**** Entries

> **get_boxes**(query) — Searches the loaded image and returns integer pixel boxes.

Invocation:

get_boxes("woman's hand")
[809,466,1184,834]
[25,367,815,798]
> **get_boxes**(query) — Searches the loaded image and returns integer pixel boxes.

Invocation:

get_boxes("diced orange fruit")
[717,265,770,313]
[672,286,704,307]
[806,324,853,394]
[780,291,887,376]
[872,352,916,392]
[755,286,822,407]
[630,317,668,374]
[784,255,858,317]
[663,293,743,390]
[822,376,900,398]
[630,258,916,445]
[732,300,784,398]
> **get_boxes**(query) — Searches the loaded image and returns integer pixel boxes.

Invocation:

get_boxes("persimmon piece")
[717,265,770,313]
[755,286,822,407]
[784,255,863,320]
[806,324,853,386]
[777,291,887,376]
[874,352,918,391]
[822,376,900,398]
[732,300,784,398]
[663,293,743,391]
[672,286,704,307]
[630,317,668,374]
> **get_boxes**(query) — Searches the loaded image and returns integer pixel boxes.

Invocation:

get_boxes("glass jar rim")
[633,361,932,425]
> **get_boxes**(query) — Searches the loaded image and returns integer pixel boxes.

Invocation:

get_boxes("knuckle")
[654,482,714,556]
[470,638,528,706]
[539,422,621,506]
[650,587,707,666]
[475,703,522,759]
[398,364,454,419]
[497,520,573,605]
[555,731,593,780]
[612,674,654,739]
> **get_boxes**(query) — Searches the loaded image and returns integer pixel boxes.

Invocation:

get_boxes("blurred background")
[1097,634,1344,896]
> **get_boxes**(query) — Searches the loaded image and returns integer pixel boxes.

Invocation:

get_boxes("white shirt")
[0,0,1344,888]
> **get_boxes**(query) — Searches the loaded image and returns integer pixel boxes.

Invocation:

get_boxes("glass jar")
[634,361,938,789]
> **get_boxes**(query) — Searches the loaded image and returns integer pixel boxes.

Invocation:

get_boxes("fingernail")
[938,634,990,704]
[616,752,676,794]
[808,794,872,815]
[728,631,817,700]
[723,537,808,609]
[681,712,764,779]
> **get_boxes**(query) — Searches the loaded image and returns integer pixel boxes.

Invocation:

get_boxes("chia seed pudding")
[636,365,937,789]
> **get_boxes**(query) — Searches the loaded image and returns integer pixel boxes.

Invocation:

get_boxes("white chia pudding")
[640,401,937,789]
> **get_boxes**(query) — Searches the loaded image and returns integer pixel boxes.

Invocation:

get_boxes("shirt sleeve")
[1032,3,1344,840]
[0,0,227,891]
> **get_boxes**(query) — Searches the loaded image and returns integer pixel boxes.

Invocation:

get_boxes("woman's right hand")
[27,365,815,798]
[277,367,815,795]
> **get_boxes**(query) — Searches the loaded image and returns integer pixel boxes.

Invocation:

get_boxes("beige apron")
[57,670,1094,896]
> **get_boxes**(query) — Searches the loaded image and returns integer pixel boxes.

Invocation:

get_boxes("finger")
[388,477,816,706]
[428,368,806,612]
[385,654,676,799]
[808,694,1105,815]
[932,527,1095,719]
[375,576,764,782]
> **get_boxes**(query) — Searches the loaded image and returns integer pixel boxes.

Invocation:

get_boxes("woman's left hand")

********

* _What you are asked to do_: Pick out every line in the entries above that contains the word "hand", and copy each one in full.

* _Correct answer_:
get_boxes("woman's hand")
get_boxes("woman's right hand")
get_boxes("woman's left hand")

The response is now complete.